Records provided:

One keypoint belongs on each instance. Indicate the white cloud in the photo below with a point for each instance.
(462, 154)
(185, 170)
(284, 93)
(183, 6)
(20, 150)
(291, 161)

What is being asked: Reproduce the material above exactly; please quote every line of it.

Result of the task:
One keypoint belongs on each instance. Indicate the white cloud in the photo below with a point for each instance.
(462, 154)
(185, 170)
(284, 93)
(183, 6)
(20, 150)
(291, 161)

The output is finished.